## WORK INSTRUCTIONS
Return the data below unchanged. Drop any pictures.

## EXERCISE DATA
──────

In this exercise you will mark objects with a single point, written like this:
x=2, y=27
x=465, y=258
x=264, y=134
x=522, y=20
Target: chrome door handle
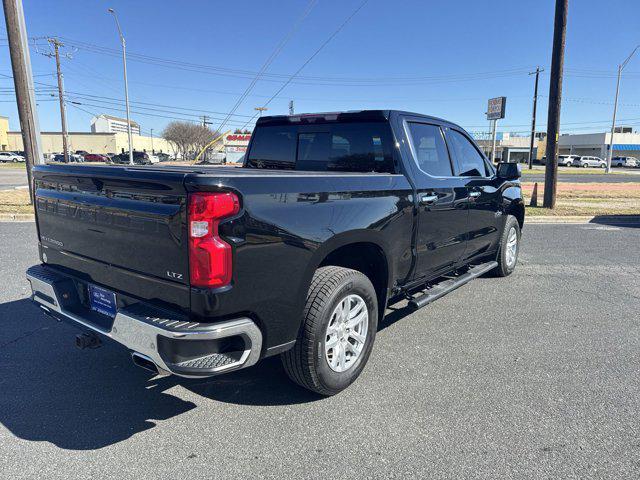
x=428, y=199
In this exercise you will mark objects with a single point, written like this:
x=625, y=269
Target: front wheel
x=337, y=333
x=509, y=248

──────

## YOUR SOLUTION
In this exercise you will mark objects with a single point, written like this:
x=2, y=27
x=465, y=258
x=264, y=134
x=522, y=20
Target: chrome door handle
x=428, y=199
In this exercise you will mark objects with a single point, written like this:
x=625, y=269
Target: front wheel
x=337, y=333
x=509, y=248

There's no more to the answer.